# [Required task]
Reproduce every one of the records below, switching "Objective" to "Goal" wherever it occurs and keeping all other text unchanged. Omit the pictures from your answer.

------------------------------

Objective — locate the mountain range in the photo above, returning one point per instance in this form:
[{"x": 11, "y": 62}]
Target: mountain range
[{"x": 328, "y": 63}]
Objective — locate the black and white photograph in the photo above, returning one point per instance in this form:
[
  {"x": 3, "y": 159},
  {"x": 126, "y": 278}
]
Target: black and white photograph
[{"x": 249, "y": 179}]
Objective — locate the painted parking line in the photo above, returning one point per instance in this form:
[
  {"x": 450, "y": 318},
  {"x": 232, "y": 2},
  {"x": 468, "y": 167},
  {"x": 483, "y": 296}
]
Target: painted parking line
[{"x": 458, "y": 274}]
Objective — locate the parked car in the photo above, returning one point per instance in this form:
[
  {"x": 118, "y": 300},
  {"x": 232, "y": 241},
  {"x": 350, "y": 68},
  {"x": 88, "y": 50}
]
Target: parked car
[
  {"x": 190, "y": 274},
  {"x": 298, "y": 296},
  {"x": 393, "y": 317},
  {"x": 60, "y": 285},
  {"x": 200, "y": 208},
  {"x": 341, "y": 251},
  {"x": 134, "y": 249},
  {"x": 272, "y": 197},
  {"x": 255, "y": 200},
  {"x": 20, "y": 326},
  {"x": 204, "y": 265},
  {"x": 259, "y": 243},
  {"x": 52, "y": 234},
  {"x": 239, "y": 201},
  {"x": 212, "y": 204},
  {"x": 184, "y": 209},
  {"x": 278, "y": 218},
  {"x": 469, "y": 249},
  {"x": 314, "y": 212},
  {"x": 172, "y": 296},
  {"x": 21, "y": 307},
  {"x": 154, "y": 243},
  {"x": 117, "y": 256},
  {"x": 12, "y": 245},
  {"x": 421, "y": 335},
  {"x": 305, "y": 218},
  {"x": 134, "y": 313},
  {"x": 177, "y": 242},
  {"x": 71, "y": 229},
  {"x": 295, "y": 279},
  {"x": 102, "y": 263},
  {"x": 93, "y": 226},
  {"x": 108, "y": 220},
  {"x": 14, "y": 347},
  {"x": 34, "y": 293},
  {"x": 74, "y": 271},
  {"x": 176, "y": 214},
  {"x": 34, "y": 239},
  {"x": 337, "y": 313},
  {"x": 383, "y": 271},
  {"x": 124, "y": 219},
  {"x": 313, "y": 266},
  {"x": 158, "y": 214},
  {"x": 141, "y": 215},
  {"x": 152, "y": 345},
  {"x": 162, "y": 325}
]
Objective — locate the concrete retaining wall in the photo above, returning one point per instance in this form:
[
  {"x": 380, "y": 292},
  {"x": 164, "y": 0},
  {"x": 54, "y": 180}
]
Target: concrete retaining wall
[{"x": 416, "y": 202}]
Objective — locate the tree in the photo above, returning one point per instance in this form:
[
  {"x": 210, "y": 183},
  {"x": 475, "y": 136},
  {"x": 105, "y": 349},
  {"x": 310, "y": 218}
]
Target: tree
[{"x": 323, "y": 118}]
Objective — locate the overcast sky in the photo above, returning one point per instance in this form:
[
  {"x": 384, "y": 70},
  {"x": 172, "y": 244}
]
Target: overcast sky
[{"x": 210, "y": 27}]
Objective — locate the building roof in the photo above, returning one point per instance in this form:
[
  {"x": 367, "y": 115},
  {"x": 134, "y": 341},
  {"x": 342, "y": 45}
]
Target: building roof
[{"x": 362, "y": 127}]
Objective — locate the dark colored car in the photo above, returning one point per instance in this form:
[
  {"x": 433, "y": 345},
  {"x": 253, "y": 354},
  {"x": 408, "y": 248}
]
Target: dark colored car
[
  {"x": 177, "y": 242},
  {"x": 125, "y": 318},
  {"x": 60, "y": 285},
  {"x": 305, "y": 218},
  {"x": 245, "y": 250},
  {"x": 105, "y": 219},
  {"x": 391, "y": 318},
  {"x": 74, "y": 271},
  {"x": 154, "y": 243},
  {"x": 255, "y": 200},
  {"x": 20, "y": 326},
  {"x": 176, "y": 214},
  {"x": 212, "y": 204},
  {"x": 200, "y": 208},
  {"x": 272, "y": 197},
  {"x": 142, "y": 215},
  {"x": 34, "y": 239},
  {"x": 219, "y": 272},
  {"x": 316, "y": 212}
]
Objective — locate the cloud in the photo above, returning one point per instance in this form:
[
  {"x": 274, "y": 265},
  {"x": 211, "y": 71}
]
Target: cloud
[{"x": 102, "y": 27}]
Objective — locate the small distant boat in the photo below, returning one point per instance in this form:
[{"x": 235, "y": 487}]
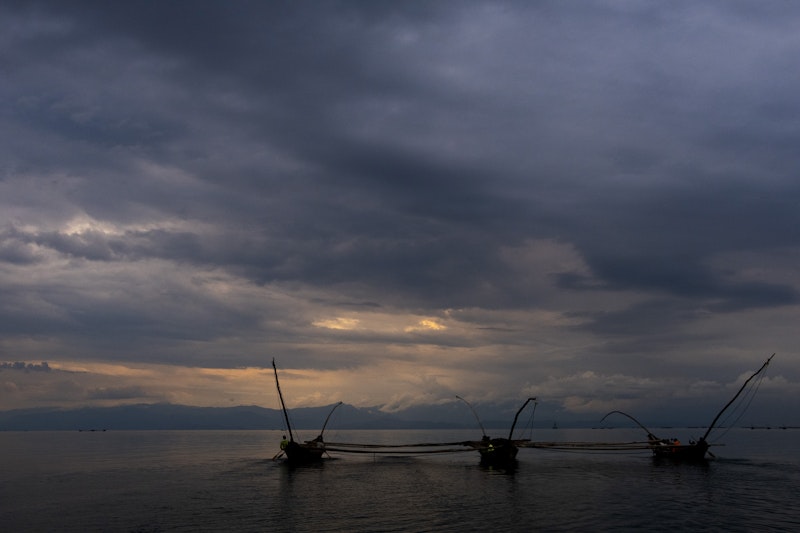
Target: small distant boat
[
  {"x": 673, "y": 449},
  {"x": 498, "y": 452},
  {"x": 306, "y": 452}
]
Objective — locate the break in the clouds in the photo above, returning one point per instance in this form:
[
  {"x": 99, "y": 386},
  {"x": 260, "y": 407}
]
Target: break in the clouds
[{"x": 399, "y": 201}]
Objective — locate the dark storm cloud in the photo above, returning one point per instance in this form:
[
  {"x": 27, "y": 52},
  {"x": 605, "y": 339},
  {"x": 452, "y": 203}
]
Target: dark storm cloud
[{"x": 180, "y": 174}]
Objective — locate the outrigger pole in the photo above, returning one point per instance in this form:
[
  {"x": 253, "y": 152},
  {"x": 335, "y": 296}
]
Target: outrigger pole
[
  {"x": 328, "y": 418},
  {"x": 649, "y": 433},
  {"x": 757, "y": 372}
]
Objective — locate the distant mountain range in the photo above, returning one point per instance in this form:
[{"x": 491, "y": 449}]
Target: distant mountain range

------------------------------

# [Task output]
Goal — locate the mountain range in the photo above, returning one point per instance in this form:
[{"x": 11, "y": 62}]
Target: mountain range
[{"x": 328, "y": 63}]
Goal — locate the black and white photograph in the photo above, returning one point per instance in this form:
[
  {"x": 3, "y": 159},
  {"x": 126, "y": 278}
]
Target: black and white photograph
[{"x": 249, "y": 179}]
Goal — locate the painted parking line in the photo above, returning one point per instance in this form:
[
  {"x": 450, "y": 318},
  {"x": 232, "y": 2},
  {"x": 468, "y": 167},
  {"x": 483, "y": 296}
]
Target: painted parking line
[{"x": 458, "y": 274}]
Goal — locate the parked car in the photo above, returning one point per instance in this form:
[
  {"x": 118, "y": 300},
  {"x": 232, "y": 241},
  {"x": 350, "y": 68},
  {"x": 88, "y": 50}
]
Target: parked car
[
  {"x": 190, "y": 274},
  {"x": 298, "y": 296},
  {"x": 393, "y": 317},
  {"x": 60, "y": 285},
  {"x": 200, "y": 208},
  {"x": 341, "y": 251},
  {"x": 134, "y": 249},
  {"x": 272, "y": 197},
  {"x": 255, "y": 200},
  {"x": 20, "y": 326},
  {"x": 204, "y": 265},
  {"x": 259, "y": 243},
  {"x": 52, "y": 234},
  {"x": 239, "y": 201},
  {"x": 212, "y": 204},
  {"x": 184, "y": 209},
  {"x": 278, "y": 218},
  {"x": 469, "y": 249},
  {"x": 314, "y": 212},
  {"x": 172, "y": 296},
  {"x": 21, "y": 307},
  {"x": 154, "y": 243},
  {"x": 117, "y": 256},
  {"x": 12, "y": 245},
  {"x": 421, "y": 335},
  {"x": 305, "y": 218},
  {"x": 134, "y": 313},
  {"x": 177, "y": 242},
  {"x": 71, "y": 229},
  {"x": 295, "y": 279},
  {"x": 102, "y": 263},
  {"x": 93, "y": 226},
  {"x": 108, "y": 220},
  {"x": 14, "y": 347},
  {"x": 34, "y": 293},
  {"x": 74, "y": 271},
  {"x": 176, "y": 214},
  {"x": 34, "y": 239},
  {"x": 337, "y": 313},
  {"x": 383, "y": 271},
  {"x": 124, "y": 219},
  {"x": 313, "y": 266},
  {"x": 158, "y": 214},
  {"x": 141, "y": 215},
  {"x": 152, "y": 345},
  {"x": 162, "y": 325}
]
Goal — locate the concrete retaining wall in the photo above, returning one point per instance in this form:
[
  {"x": 380, "y": 292},
  {"x": 164, "y": 0},
  {"x": 54, "y": 180}
]
Target: concrete retaining wall
[{"x": 416, "y": 202}]
Goal — locate the tree in the photo above, returning one point per instance in this form:
[
  {"x": 210, "y": 183},
  {"x": 475, "y": 136},
  {"x": 105, "y": 349},
  {"x": 310, "y": 218}
]
Target: tree
[{"x": 323, "y": 118}]
Goal — locate the overcast sky in the photo above, returning one point per instance in this form:
[
  {"x": 384, "y": 70},
  {"x": 172, "y": 244}
]
Target: overcast sky
[{"x": 210, "y": 27}]
Goal — locate the building roof in the photo above, returning one point per instance in this form:
[
  {"x": 367, "y": 115},
  {"x": 134, "y": 341},
  {"x": 342, "y": 45}
]
Target: building roof
[{"x": 362, "y": 127}]
Goal — locate the dark colored car in the photo above, returning one point per instance in this form:
[
  {"x": 433, "y": 345},
  {"x": 253, "y": 354},
  {"x": 408, "y": 248}
]
Target: dark colored car
[
  {"x": 177, "y": 242},
  {"x": 125, "y": 318},
  {"x": 60, "y": 285},
  {"x": 305, "y": 218},
  {"x": 245, "y": 250},
  {"x": 105, "y": 219},
  {"x": 391, "y": 318},
  {"x": 74, "y": 271},
  {"x": 154, "y": 243},
  {"x": 255, "y": 200},
  {"x": 20, "y": 326},
  {"x": 176, "y": 214},
  {"x": 212, "y": 204},
  {"x": 200, "y": 208},
  {"x": 272, "y": 197},
  {"x": 142, "y": 215},
  {"x": 34, "y": 239},
  {"x": 219, "y": 272},
  {"x": 316, "y": 212}
]
Goal — locate the cloud in the photo above, returning one point per instance in this form:
[
  {"x": 274, "y": 265},
  {"x": 211, "y": 71}
]
Target: cloud
[{"x": 102, "y": 27}]
Goal — locate the small distant boat in the photo below, returning one point per instance in this form:
[{"x": 235, "y": 487}]
Target: small distant boat
[
  {"x": 673, "y": 449},
  {"x": 498, "y": 452},
  {"x": 306, "y": 452}
]
Goal — locate the break in the clouds in the photo above, returning one point per instance in this form:
[
  {"x": 99, "y": 386},
  {"x": 260, "y": 407}
]
Target: break in the clouds
[{"x": 399, "y": 201}]
Goal — locate the dark storm cloud in the photo above, returning one point per instance in this form:
[
  {"x": 27, "y": 52},
  {"x": 605, "y": 339},
  {"x": 452, "y": 203}
]
Target: dark storm cloud
[{"x": 180, "y": 174}]
Goal — locate the outrigger pole in the photo above, returning one point per instance in this form:
[
  {"x": 253, "y": 152},
  {"x": 335, "y": 296}
]
Target: outrigger pole
[
  {"x": 328, "y": 418},
  {"x": 649, "y": 433},
  {"x": 757, "y": 372}
]
Goal — locate the distant mountain range in the photo above, returning one point per instance in this form:
[{"x": 491, "y": 449}]
Target: distant mountain range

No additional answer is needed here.